== SOURCE DOCUMENT ==
A couple of Sundays ago, we played hookie from church. Strike that--we’d have to go on regular basis to consider it playing hookie, so really, I should just say we woke up on a Sunday morning with a plan to get “stuff” done around the house.
Scott’s plans included mowing and edging, and I headed to the space our neighbors had tilled earlier in the week for our shared garden. Armed with a shovel and small trowel, I dragged the boys’ wagon full of tomato and pepper plants down the hill. After checking out what the neighbors had already planted, I got to work.
The garden is far enough from the houses that I felt the joy and solitude that comes from gardening without the bustling sounds of our six busy boys who were playing and working with their dads up the hill--the coolness of the dirt on my hands, the careful planning of rows, the ache from digging holes, the knowledge that I will eventually be rewarded with the fruits (or in this case, vegetables) of my labor.
Growing up in OK, I spent my summers making mud pies out of red clay. During our six years in Charleston, SC, I learned how to grow oversized crape myrtles and towering tomato plants in dirt that could more accurately be described as sand. Now, as we are navigating this chapter of life in WA, I am presented with a different kind of ground. We are situated up in the hills, with a view of the Olympic Mountains, on ground that, as I discovered with my first shovel full of dirt, is filled with rocks.
===
== RAW RECORDS ==
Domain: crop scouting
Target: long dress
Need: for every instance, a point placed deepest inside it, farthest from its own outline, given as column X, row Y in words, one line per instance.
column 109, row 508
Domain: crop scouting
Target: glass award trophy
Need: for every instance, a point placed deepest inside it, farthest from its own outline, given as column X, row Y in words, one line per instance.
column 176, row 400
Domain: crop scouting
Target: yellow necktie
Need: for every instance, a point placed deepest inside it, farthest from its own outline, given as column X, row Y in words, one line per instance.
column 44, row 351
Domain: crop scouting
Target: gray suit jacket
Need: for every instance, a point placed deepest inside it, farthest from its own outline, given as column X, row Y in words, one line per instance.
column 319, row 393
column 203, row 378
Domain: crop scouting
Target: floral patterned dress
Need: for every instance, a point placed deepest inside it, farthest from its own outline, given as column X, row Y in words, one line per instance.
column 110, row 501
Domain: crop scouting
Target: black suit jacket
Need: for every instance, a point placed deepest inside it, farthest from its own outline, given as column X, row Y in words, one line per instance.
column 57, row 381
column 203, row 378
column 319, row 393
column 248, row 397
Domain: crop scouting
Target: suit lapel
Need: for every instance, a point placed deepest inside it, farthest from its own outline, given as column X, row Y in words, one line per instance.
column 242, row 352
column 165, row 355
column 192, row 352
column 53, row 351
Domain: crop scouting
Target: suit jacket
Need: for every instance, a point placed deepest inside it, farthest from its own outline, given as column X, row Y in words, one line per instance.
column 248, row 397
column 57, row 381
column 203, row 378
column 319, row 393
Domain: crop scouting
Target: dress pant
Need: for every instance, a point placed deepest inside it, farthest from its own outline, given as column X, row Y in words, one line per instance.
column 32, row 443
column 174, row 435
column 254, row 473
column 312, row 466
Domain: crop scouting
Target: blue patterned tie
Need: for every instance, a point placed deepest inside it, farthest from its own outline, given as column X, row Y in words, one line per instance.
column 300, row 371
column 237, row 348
===
Pick up the essay about planting the shared garden where it leaves off and continue it.

• THE RESULT
As I dug out holes for my plants, I had to throw out multiple stones, some smooth and round, some jagged and sharp, most smaller than the palm of my hand. As I moved down the row, though, I found a few rocks buried deeper that were large--big enough that I had to dig much bigger holes than originally planned to pull them out.
I have always felt God--and I mean that just the way it sounds--in nature. I can listen to sermons all day long and not feel inspired in anywhere close to the way I am when standing outside. I see God in the size of the mountains and in the size of a grain of sand, in the movement of hummingbird wings and in the movement of the wind-blown trees, in the sound of crashing thunder and in the sound of sticks snapping under my feet on a walk through the woods. God is both unreal and real to me in those places, where I am in awe of creation.
As I dug the holes for my plants, hitting rock after rock in the soil, I felt this sudden convicting grace. At once, the parable of the sower came to mind. It was one of my favorites when I was little--the story Jesus tells to illustrate how people receive God’s love. I remember praying to be good ground for God--that whatever God was trying to plant would sprout a hundredfold crop, as the parable reads. Even as a small child, I knew I was good dirt--that God could plant just about anything in me, that true joy comes in reflecting God’s work in my life.
But as I hit rock after rock, I began to reflect on how the simplicity of that message was somewhat lost in my adult life--this life of responsibility and work and loss and pain. The garden of my life has not been rich with planting soil for a long time. Instead, I found myself identifying with a much different piece of ground--the stony place, as Jesus calls it.
There is a surface level of dirt, very much prepared for the blessings and gifts, the dreams and ideas that God wants for me, a level of dirt that I’ve been tilling out of habit because it has to be done, because it’s what I’ve always done, because even with the business of living, I have not lost sight that I need to leave myself open for the seeds that grow into the things that will nourish me.
Under that rich, moist soil is a level of rocks that if left unearthed will strangle the roots of anything reaching deeper to grow, the rocks that will push everything good and right straight back up to be scorched by the sun.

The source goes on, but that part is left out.